STATED PROBLEM: Copy, word for word, the lines of the records from the line with "737, row 182." up to and including the line with "column 230, row 528". Reproduce only those lines.
======== ROWS
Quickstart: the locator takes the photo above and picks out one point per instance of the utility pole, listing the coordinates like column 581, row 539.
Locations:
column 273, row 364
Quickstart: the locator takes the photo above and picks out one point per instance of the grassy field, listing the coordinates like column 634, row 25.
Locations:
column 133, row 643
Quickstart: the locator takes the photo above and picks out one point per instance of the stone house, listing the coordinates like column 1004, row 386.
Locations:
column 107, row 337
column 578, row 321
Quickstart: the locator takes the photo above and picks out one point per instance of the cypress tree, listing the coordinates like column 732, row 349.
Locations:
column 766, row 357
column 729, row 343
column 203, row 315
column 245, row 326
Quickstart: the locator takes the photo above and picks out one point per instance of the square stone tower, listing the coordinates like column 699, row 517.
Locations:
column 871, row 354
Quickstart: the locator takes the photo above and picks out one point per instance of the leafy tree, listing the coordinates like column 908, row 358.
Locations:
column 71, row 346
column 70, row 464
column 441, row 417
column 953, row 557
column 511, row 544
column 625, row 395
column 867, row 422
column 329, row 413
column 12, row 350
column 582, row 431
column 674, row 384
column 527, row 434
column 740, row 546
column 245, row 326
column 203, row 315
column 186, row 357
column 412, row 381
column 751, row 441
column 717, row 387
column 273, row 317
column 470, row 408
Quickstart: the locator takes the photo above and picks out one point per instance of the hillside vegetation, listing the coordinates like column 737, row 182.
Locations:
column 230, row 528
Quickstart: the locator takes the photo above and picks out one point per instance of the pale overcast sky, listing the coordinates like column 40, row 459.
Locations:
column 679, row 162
================
REPLY TO THE EXERCISE:
Quickstart: the locator takes the photo above and picks out one point per instance of the hillside vegetation, listing the coordinates like column 737, row 182.
Locations:
column 230, row 528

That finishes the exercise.